DIRECTIONS FOR THIS TASK:
In the post below on grief and dog walks, turn the paragraph beginning "In the last three weeks" into a short bulleted list that keeps its main facts.

PASSAGE TO READ:
↓↓↓

OTR, Take 17: Benny Goodman Sextet - On Stage (Copenhagen)

It's funny how we fall into obsessive action during the grieving period. Often, this occurs without the slightest conscious awareness of it; it just seeps into our behavior and can baffle those around us.

Winnie passed away three weeks ago and one of the ways my mind processed it was, "I wish I would have been better and taken her for more walks." When I look back on the OTR I wrote for her three weeks ago, I see the language embedded in the writing, "I took my final walk with my best girl." I told the story about how Winnie helped me learn to walk after my transplant and encouraged you to take the walk, always.

In the last three weeks, without fully recognizing it, I have been obsessed with taking Clare for long walks every day. Don't get me wrong: I've always walked my dogs every day. That's part of the human deliverables when you agree to get a dog. But I've been taking Clare on walks up to ten miles a day in the last three weeks. It's amusing how we subconsciously justify our obsessive behaviors to ourselves: the walks are good for me and for her; walks help me decompress and recharge; I'm more creative after taking walks; these walks help tame Clare's puppy energy.

All of those things are true.

All of those things are also rationalizations for my behavior, which is trying to somehow make up for not taking Winnie for enough, or long enough, walks.

↑↑↑

DATA EXTRACT:
↓↓↓

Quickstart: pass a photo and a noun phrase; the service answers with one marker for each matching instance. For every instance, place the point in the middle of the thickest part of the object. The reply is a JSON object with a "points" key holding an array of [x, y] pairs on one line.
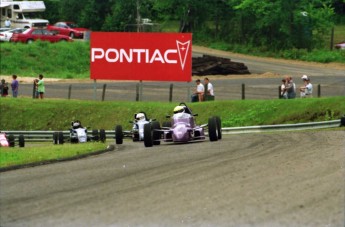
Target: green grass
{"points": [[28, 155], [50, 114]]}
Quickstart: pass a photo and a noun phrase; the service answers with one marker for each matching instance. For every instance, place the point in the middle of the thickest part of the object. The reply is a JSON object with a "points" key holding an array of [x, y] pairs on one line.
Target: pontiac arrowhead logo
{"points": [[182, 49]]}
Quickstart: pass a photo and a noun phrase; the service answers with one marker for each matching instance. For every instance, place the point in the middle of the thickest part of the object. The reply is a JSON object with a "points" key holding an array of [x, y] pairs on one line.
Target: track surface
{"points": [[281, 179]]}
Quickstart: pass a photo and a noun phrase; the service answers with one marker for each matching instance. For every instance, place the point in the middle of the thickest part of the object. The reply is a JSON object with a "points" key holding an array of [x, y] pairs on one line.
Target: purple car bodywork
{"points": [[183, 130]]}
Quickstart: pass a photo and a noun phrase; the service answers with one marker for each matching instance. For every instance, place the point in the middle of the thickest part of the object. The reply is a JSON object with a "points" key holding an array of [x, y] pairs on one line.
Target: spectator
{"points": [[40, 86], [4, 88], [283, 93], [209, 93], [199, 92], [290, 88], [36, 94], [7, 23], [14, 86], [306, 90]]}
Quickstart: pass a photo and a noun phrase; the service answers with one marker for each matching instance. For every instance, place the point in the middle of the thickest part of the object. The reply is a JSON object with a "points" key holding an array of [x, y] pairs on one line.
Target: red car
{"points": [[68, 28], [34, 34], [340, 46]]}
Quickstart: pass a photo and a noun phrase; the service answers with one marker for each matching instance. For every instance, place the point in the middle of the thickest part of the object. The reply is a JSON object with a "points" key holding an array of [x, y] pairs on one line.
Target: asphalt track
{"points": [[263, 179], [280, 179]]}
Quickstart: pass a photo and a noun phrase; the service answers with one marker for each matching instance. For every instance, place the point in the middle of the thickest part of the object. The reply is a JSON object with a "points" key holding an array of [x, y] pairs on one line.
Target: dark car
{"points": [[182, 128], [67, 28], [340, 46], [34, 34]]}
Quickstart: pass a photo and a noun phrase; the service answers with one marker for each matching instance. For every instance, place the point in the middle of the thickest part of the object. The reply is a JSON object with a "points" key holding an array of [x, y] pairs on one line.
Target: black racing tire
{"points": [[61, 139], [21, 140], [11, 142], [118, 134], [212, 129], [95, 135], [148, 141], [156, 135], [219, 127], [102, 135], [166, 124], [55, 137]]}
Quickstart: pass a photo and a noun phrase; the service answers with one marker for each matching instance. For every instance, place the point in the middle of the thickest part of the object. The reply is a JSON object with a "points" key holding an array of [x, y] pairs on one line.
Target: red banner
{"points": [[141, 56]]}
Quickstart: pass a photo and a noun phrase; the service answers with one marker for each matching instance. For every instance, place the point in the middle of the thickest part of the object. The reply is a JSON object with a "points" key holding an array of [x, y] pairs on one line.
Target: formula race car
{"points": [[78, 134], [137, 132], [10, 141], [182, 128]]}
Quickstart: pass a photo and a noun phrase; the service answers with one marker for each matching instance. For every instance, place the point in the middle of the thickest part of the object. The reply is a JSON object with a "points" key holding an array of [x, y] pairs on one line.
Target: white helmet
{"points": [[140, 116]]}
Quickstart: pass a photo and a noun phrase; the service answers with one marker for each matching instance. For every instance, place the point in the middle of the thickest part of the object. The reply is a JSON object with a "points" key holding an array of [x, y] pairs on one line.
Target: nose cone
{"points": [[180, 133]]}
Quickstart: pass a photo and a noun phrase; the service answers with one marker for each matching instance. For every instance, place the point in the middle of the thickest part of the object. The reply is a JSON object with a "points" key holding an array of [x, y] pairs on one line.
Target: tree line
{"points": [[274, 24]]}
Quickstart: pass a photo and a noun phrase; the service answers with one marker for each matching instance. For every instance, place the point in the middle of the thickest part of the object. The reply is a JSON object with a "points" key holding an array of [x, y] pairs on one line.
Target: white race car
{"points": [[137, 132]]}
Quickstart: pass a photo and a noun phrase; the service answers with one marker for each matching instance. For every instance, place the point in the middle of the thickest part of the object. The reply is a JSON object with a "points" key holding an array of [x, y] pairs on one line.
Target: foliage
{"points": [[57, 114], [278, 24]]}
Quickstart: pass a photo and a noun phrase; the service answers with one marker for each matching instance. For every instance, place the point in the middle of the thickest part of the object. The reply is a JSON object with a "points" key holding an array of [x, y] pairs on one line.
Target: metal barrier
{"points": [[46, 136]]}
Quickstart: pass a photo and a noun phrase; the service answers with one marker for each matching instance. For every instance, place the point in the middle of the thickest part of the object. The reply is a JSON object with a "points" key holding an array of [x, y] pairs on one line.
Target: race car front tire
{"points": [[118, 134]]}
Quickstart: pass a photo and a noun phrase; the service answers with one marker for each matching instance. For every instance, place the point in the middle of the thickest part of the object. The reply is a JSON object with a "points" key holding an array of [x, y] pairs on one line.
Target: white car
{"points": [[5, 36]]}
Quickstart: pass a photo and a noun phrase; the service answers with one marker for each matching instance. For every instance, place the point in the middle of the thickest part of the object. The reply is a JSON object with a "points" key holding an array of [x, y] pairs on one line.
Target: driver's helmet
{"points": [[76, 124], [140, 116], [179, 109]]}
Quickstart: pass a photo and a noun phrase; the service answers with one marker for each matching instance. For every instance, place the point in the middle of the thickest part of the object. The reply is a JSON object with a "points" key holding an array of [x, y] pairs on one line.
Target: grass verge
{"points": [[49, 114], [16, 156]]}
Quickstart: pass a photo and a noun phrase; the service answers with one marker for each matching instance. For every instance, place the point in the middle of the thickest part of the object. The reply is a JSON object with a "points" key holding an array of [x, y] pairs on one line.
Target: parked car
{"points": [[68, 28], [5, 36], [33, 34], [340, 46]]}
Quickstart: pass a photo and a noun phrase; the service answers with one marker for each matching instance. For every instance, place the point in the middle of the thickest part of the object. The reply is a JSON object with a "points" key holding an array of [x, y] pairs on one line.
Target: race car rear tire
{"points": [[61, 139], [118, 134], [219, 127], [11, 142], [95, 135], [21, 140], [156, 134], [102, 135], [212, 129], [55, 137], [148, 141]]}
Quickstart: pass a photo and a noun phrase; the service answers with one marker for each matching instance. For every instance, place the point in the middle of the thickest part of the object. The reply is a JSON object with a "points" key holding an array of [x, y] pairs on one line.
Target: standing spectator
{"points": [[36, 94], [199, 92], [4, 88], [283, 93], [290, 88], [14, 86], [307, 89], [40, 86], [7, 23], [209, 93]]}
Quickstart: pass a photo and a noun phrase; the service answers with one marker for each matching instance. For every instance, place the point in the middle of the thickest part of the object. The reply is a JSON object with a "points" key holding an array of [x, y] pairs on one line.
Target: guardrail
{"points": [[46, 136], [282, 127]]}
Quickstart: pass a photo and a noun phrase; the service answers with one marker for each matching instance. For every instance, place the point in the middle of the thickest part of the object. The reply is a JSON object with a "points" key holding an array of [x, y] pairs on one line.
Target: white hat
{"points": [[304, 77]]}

↑↑↑

TASK ANSWER:
- For the last three weeks, without fully recognizing it, I have been obsessed with taking Clare on long walks every day.
- I have always walked my dogs daily, as part of the human deliverables of getting a dog.
- Lately, though, Clare's walks have reached up to ten miles a day.
- I justify them to myself: the walks are good for both of us, help me decompress and recharge, make me more creative, and tame Clare's puppy energy.